§ **DATA EXCERPTS**
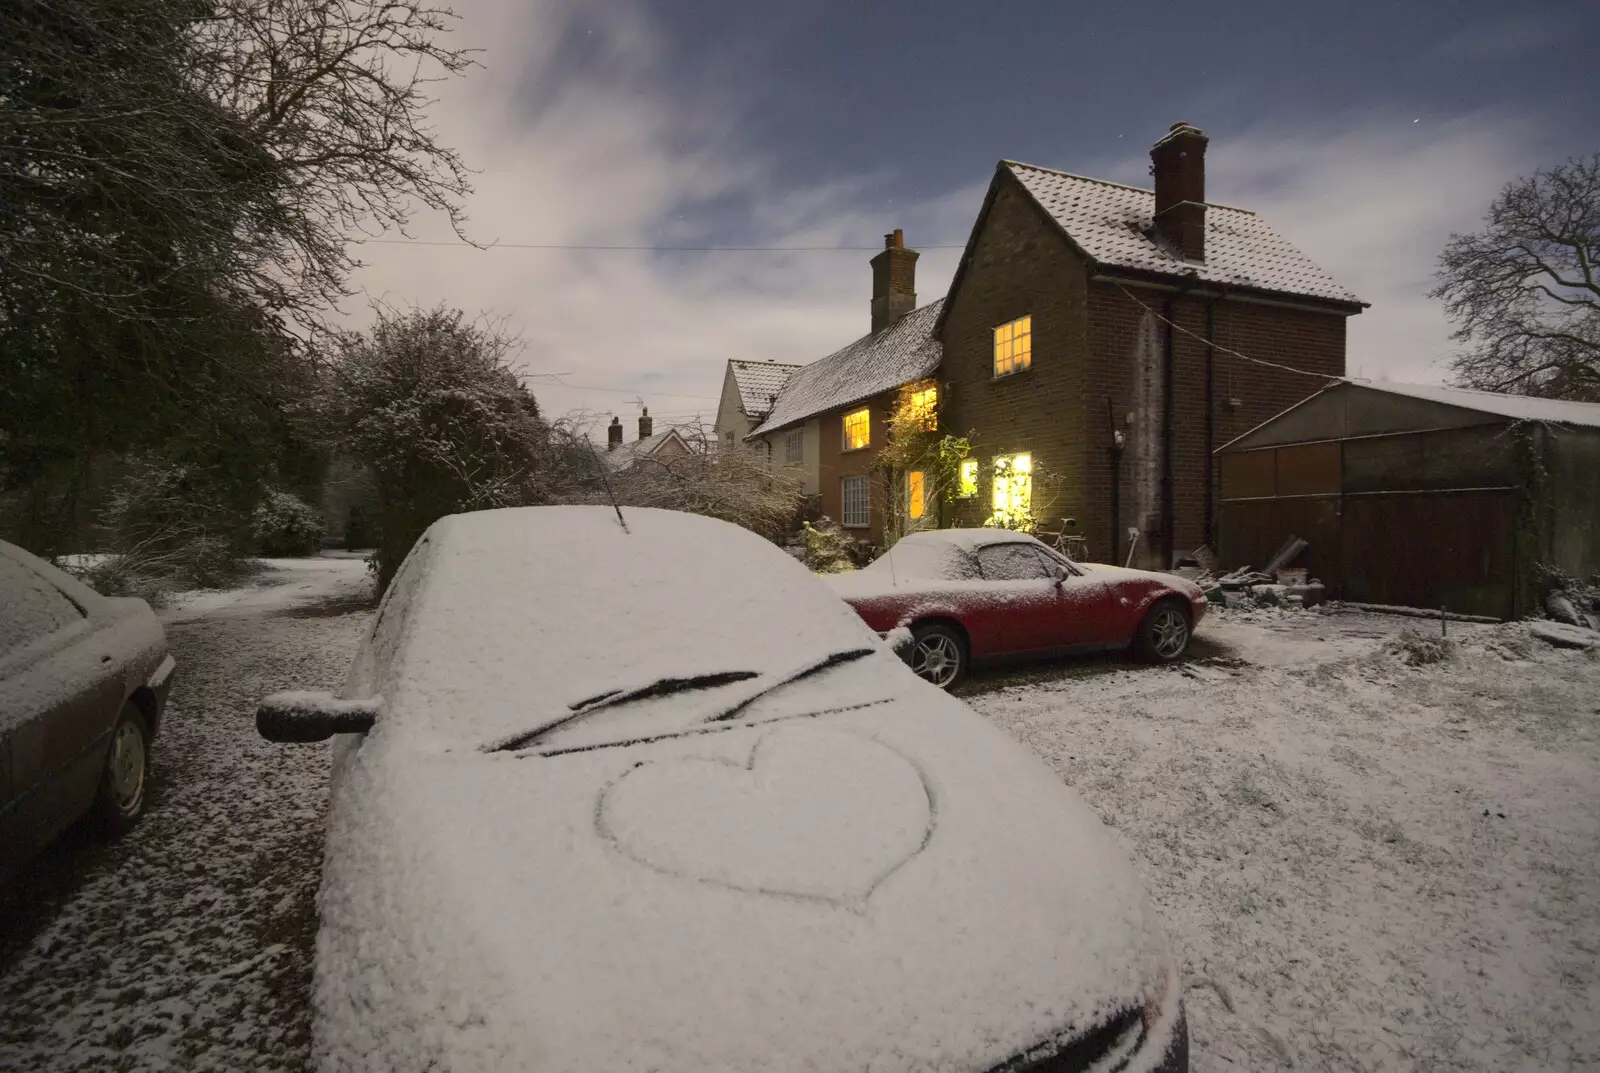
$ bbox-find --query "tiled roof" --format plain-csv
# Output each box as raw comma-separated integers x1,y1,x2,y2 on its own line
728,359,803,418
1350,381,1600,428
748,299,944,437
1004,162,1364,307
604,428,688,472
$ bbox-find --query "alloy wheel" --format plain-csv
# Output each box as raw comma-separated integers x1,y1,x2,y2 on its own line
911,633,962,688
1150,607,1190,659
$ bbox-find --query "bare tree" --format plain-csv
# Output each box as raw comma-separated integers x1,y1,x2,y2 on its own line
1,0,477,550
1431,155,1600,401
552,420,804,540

§ **YOUR INSTRUCTIONS**
Your task is to return each line of the data above that contains the string "bbox".

§ **EXERCISE OUTPUT**
$ bbox-find --query "tiled roof" --format plain-csv
$ bbox-find --query "alloy wheel" --format plain-csv
$ bbox-find --query "bare tree" --format plain-csv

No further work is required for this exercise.